> [Text passage]
Thorne is burning with questions, but when she penetrates Ironheart's reserve, she discovers he doesn't know the source or purpose of his psychic powers.
What does become obvious is that the two are somehow linked, that she was meant to find Ironheart and accompany him on a dangerous journey into his past.
When the book is following Ironheart on his rescues, it is gripping. The fact that Ironheart himself doesn't understand the power - and that the knowledge of the disasters comes to him only piecemeal as the event is unfolding - makes for great suspense.
Where Koontz falters is the quieter moments when his characters interact. In these passages, his writing is often self-conscious and embarrassing: ``Two pajama bottoms and one top seemed to dissolve between them like clothes sometimes evaporate in erotic dreams.'
The action is more involving than the characters themselves, who never really make sense as individuals. Though the whole plot hinges on Ironheart's psyche, Koontz never develops him enough to make the reader care what happens to him.

> [Written exercise A] Extract from the book review the passage from "Thorne is burning" to "his psychic powers.", reproducing it word for word.
> [Written exercise B] Write what comes next in the book review of the Ironheart novel, beginning right after its last sentence.

> [Stored rows]
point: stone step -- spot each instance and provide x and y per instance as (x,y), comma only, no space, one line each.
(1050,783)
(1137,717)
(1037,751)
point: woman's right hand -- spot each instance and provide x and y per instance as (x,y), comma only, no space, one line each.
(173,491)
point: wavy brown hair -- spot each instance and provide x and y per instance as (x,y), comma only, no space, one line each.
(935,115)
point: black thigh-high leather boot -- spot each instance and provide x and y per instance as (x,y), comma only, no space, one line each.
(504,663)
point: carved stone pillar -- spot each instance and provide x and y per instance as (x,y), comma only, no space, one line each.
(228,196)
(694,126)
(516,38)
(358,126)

> [Reply A]
Thorne is burning with questions, but when she penetrates Ironheart's reserve, she discovers he doesn't know the source or purpose of his psychic powers.

> [Reply B]
The book really falls apart in the second half, when Thorne and Ironheart try to track down the source of his power.
The resolution is not only disappointing and unbelievable, but quite familiar to readers of Stephen King. Themes and images from The Stand, The Tommyknockers and especially The Dark Half shape the conclusion of Cold Fire.
At a time when King himself seems to be drawing again and again from the same well, it's disappointing to see other authors copying him.
Koontz is capable of spinning a good tale, as the novel's beginning proves. What Cold Fire lacks is depth, both in its characters and its overall vision. Koontz had an intriguing idea, but failed to develop it into a memorable story.